- _Aim of the exercise_: Reproduce the records below in full, substituting "in the scene" for every occurrence of "in the interface" and leaving all other text unchanged.

- _Records shown_:
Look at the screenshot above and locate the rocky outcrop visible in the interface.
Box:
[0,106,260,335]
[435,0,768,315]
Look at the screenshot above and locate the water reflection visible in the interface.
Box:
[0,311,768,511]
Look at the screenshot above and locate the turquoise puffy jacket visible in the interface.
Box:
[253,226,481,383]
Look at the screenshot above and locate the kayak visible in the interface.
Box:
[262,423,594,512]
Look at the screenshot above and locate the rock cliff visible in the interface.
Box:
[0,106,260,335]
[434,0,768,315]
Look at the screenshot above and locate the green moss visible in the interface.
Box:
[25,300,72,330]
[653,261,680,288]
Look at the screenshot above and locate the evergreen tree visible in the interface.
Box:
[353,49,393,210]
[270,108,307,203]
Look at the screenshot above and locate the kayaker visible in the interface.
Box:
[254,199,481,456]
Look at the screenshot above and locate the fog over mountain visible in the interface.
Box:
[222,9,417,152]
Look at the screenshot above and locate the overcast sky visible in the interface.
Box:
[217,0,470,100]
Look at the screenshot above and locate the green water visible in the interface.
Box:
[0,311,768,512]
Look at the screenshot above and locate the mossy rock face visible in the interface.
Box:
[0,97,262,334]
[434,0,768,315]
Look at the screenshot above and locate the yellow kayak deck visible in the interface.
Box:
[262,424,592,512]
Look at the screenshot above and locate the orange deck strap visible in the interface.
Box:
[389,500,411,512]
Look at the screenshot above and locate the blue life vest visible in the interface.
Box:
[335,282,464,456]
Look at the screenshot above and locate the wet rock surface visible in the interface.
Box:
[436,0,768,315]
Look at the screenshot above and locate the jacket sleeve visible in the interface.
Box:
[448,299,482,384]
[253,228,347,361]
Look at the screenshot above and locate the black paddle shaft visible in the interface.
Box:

- _The result_:
Look at the screenshot above and locate the rocky outcrop visible in the scene.
Box:
[0,106,260,335]
[435,0,768,315]
Look at the screenshot above and locate the water reflection visible in the scene.
Box:
[0,311,768,511]
Look at the screenshot above and locate the turquoise puffy jacket visible in the scene.
Box:
[253,226,481,383]
Look at the screenshot above and locate the kayak visible in the scene.
Box:
[262,423,594,512]
Look at the screenshot above and locate the rock cliff visible in the scene.
Box:
[0,106,260,335]
[434,0,768,315]
Look at the screenshot above and locate the green moss visible in the scene.
Box:
[25,300,72,330]
[653,261,680,288]
Look at the screenshot above and locate the evergreen tree visible in the scene.
Box:
[353,49,393,210]
[270,108,307,203]
Look at the screenshot above and locate the kayaker visible in the scene.
Box:
[254,199,481,456]
Look at the screenshot above and locate the fog over mountain visible in the scene.
Box:
[222,9,417,152]
Look at the screenshot above and locate the overcast sky visible in the scene.
Box:
[217,0,470,100]
Look at the screenshot above and locate the green water visible in the scene.
Box:
[0,311,768,512]
Look at the screenshot above and locate the mossy rock face visible in the scene.
Box:
[0,97,262,334]
[434,0,768,315]
Look at the screenshot above and locate the yellow kayak deck visible in the scene.
Box:
[262,424,592,512]
Look at the screenshot above and locate the orange deck strap visible in the scene.
Box:
[389,500,411,512]
Look at the screenshot above and locate the blue life vest visible in the scene.
Box:
[335,282,464,456]
Look at the screenshot above and locate the wet rock surface visible in the scene.
Box:
[436,0,768,315]
Look at the screenshot above and locate the jacket sleeve visible in the scene.
Box:
[448,299,482,384]
[253,228,347,361]
Look at the screenshot above and locate the black paddle shaft visible in the scene.
Box:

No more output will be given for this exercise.